(Excerpt provided):
╭──
Individuals with higher levels of education earn more and are more
likely to be employed (Baum at al. 2013).
In Korea, the women with a higher-education level such as college and
university graduates, participated more in the economic activities as
compared to other women (Kye 2008).
Simulation Procedure
- 3.5
- We simulate the model for 10 and 20 years in order to
compare our results with actual data of 2000 and 2010. Since, our model
explains how the patterns of family formation change over time,
therefore, we ignore the fertility process as there would be many
female agents counted in 1990 census that have given birth to new
children who may later participate in the family formation process. In
order to compare exactly our simulation results with the
education-based probability data of 1990, 2000 and 2010, we divide the
agents into six different groups: 16–20, 21–25, 26–30, 31–35, 35–40 and
41–45 and then take the average probability of each group. The first
four age groups also show various education levels, like age group
16–20, 21–25 and 26–35 (26–30, 31–35) consider school, college and
university-level education respectively. The agents find an acceptable
partner with probability in Equation 1 (Diaz
& Fent 2006).
$$ p_{g=1{-}6} = p_{init} + (1-p_{init}) \frac{a_{i,t}-l_g}{u_g-l_g} $$ (1) - 3.6
- Further, the probability of an agent among all age groups
is calculated using Equation 2. It will show the chances of agents who
find an acceptable partner among all agents struggling for a life
partner.
$$ p_r = p_{init} + (1-p_{init}) \frac{p_{g=1{-}6}}{\sum_{g=1}^6 p_g} p_{i,t} $$ (2) - 3.7
- After finding an acceptable partner by age, both partners
then calculate their combined disposable income. They calculate their
disposable income after deducting living expenditure and taxes in order
to determine if there is enough left over to support financially a
household life. Equation 3 calculates the agent disposable income
before taking decision for marriage. The disposable income would be the
remaining income after deducting all kinds of expenditures and tax from
regular income. The disposable income must be greater or equal to the
median income of the population as described in Equation 4. Poor
economic conditions make potential partners postpone the marriage event
with the hope to attain a better economic condition in the future.
Table 1 describes all
parameters that are used in Equations 1 to 8. In order to calculate the
disposable income, we are using monthly income, expenditure, tax and
median income data from the Korean statistics information services
(KOSIS[2]).
╰──
(Goal a):
Please write out the records again, starting at the line containing "Objective — a point for each instance of the foliage" and continuing through the last record, with both ends included and the requests kept. Shift every pixel coordinate in the answers by adding -140 to it.

Stored entries
╭──
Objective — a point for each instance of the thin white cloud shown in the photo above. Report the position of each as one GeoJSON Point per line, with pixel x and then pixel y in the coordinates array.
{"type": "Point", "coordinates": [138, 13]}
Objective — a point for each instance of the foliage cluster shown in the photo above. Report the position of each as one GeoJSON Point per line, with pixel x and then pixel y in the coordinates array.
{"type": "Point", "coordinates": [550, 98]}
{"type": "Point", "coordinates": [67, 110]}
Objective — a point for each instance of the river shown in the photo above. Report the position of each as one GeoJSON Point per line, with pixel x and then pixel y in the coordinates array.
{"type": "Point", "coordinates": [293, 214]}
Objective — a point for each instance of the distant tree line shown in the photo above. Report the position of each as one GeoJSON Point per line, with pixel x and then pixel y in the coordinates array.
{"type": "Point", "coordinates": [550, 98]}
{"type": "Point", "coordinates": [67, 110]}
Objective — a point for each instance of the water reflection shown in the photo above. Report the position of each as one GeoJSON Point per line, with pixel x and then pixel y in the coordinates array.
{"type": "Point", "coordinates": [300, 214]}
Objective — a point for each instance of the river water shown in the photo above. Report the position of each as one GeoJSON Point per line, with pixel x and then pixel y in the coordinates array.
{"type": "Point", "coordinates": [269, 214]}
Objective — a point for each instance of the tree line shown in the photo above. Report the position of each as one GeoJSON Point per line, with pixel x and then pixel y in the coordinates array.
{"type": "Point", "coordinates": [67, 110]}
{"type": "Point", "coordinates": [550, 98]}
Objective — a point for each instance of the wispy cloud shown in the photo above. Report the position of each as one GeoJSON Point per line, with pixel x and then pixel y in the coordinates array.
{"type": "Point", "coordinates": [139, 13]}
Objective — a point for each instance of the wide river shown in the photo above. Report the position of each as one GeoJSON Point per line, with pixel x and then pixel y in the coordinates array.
╰──
(Goal b):
List the age groups into which the marriage simulation excerpt divides the agents.

(Complete answer a):
Objective — a point for each instance of the foliage cluster shown in the photo above. Report the position of each as one GeoJSON Point per line, with pixel x and then pixel y in the coordinates array.
{"type": "Point", "coordinates": [410, -42]}
{"type": "Point", "coordinates": [-73, -30]}
Objective — a point for each instance of the river shown in the photo above. Report the position of each as one GeoJSON Point per line, with pixel x and then pixel y in the coordinates array.
{"type": "Point", "coordinates": [153, 74]}
Objective — a point for each instance of the distant tree line shown in the photo above. Report the position of each as one GeoJSON Point per line, with pixel x and then pixel y in the coordinates array.
{"type": "Point", "coordinates": [410, -42]}
{"type": "Point", "coordinates": [-73, -30]}
Objective — a point for each instance of the water reflection shown in the photo above. Report the position of each as one GeoJSON Point per line, with pixel x and then pixel y in the coordinates array.
{"type": "Point", "coordinates": [160, 74]}
Objective — a point for each instance of the river water shown in the photo above. Report the position of each as one GeoJSON Point per line, with pixel x and then pixel y in the coordinates array.
{"type": "Point", "coordinates": [129, 74]}
Objective — a point for each instance of the tree line shown in the photo above. Report the position of each as one GeoJSON Point per line, with pixel x and then pixel y in the coordinates array.
{"type": "Point", "coordinates": [-73, -30]}
{"type": "Point", "coordinates": [410, -42]}
Objective — a point for each instance of the wispy cloud shown in the photo above. Report the position of each as one GeoJSON Point per line, with pixel x and then pixel y in the coordinates array.
{"type": "Point", "coordinates": [-1, -127]}
Objective — a point for each instance of the wide river shown in the photo above. Report the position of each as one GeoJSON Point per line, with pixel x and then pixel y in the coordinates array.

(Complete answer b):
16–20, 21–25, 26–30, 31–35, 35–40, 41–45